* _任务说明 A_:
根据这段关于行为型模式的节选,回答下列问题:
(i) 行为型模式除了关注类和对象的结构,还重点关注什么?
(ii) ConcreteClassB 覆盖后的 hookMethod 返回什么值?
(iii) ConcreteCommandOff 的 undo 方法调用接收者的哪个方法?
* _任务说明 B_:
用两句话概括这段关于行为型模式的节选。

* _原文节选_:

▬▬▬▬▬▬

行为型模式包含模板方法模式、命令模式、访问者模式、迭代器模式、观察者模式、中介者模式、备忘录模式、解释器模式(Interpreter模式)、状态模式、策略模式、职责链模式(责任链模式)。行为型模式对在不同的对象之间划分责任和算法的抽象化,行为型模式不仅仅关注类和对象的结构,而且重点关注他们之间的相互作用,通过行为型模式,可以更加清晰地划分类与对象的职责,并研究系统在运行时实例对象之间的交互。

4.1 模板方法模式

abstract class AbstractClass {
    constructor() {}

    // 模板方法
    public template() : void {
        this.operation1();
        this.hookMethod() && this.operation2();
        this.operation3();
    }

    // 基本方法
    protected operation1() : void {
        console.log('使用了方法operation1');
    }

    protected operation2() : void {
        console.log('使用了方法operation2');
    }

    protected operation3() : void {
        console.log('使用了方法operation3');
    }

    // 钩子方法
    protected hookMethod() : boolean {
        return true;
    }
}

class ConcreteClassA extends AbstractClass {
    protected operation2() :void {
        console.log('对该方法operation2进行了修改再使用');
    }

    protected operation3() :void {
        console.log('对该方法operation3进行了修改再使用');
    }
}

class ConcreteClassB extends AbstractClass {
    // 覆盖钩子方法
    protected hookMethod() : boolean {
        return false;
    }
}

function main() {
    const class1 : AbstractClass = new ConcreteClassA();
    const class2 : AbstractClass = new ConcreteClassB();

    class1.template();
    class2.template();
}

main();

4.2 命令模式

interface Command {
    execute() : void;
    undo() : void;
}

// 开启命令
class ConcreteCommandOn implements Command {
    private receiver : Receiver;
    constructor(receiver : Receiver) {
        this.receiver = receiver;
    }

    // 执行命令的方法
    public execute() : void {
        this.receiver.actionOn();
    }

    // 撤销命令的方法
    public undo() : void {
        this.receiver.actionOff();
    }
}

// 关闭命令
class ConcreteCommandOff implements Command {
    private receiver : Receiver;
    constructor(receiver : Receiver) {
        this.receiver = receiver;
    }

    // 执行命令的方法
    public execute() : void {
        this.receiver.actionOff();
    }

    // 撤销命令的方法
    public undo() : void {
        this.receiver.actionOn();
    }
}

// 空命令(省去判空操作)

▬▬▬▬▬▬

* _提取数据_:
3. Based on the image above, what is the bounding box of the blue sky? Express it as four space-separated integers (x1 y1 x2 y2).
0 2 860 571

▬▬▬▬▬▬

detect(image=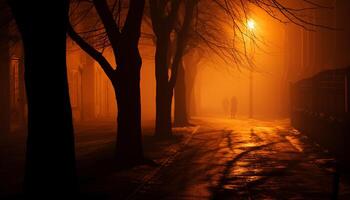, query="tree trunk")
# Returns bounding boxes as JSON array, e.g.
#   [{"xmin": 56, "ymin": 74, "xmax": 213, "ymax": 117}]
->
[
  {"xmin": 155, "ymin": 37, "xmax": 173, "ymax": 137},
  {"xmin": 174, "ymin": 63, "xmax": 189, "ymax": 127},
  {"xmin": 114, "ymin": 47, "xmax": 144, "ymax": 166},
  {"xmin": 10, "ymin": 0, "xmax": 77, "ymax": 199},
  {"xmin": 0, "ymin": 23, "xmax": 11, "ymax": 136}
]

▬▬▬▬▬▬

* _参考答案 A_:
(i) 类和对象之间的相互作用。
(ii) false。
(iii) actionOn。

* _参考答案 B_:
行为型模式包括模板方法、命令、策略、职责链等多种模式，它们不仅关注类和对象的结构，更重点关注它们之间的相互作用，能更清晰地划分类与对象的职责。节选随后用代码演示了模板方法模式和命令模式：前者由抽象类定义模板方法、基本方法和钩子方法，再由子类修改或覆盖；后者由开启和关闭命令各自实现执行与撤销方法。